» Problem statement
Reproduce the following material line for line, without changing anything. Omit the pictures from your answer.
[start of Records for this exercise]
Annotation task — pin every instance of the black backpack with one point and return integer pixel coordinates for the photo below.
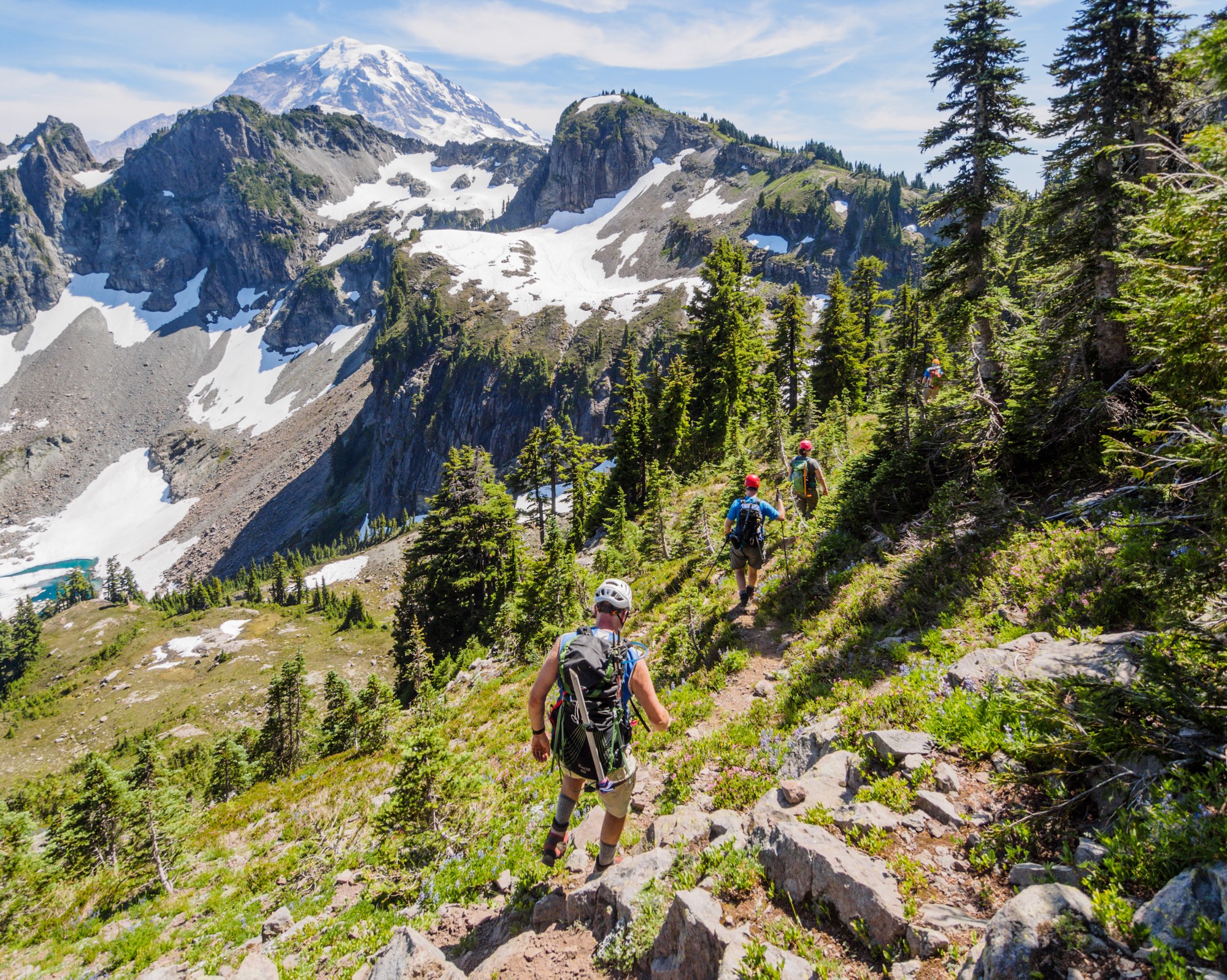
(750, 523)
(598, 664)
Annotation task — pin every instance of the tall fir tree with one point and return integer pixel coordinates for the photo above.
(839, 359)
(463, 565)
(723, 349)
(1118, 88)
(987, 123)
(791, 345)
(231, 770)
(160, 810)
(633, 434)
(285, 719)
(90, 833)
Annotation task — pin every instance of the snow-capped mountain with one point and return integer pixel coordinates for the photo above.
(381, 84)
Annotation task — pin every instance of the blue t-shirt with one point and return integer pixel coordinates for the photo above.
(769, 512)
(634, 656)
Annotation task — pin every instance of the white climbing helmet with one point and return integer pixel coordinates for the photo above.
(615, 592)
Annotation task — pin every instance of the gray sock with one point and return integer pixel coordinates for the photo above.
(563, 811)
[end of Records for this exercise]
» Reply
Annotation task — pin every instance of the black backpack with one point and return integer pixel coordinates for the photo below.
(750, 523)
(598, 664)
Annotation task — pin every instance of the tall fir tree with one point and return integer pixel coordinates for the photo above.
(839, 359)
(463, 565)
(723, 349)
(1118, 88)
(987, 123)
(791, 345)
(231, 770)
(160, 810)
(633, 434)
(285, 719)
(90, 833)
Annotation task — pin every instance of the snow-capped mountain with one point and return integer pixel coordinates for the photo above.
(381, 84)
Annotation task — pin every instance of the blue t-shirt with one point and return integer pixel coordinates for the photo above.
(769, 512)
(634, 656)
Annotation task — pin every instance of the white climbing helmet with one point and return integer pixel coordinates for the photo above.
(615, 592)
Annotation task — pin every instance of the gray sock with one point and return integer pixel coordinates for the photo above.
(563, 811)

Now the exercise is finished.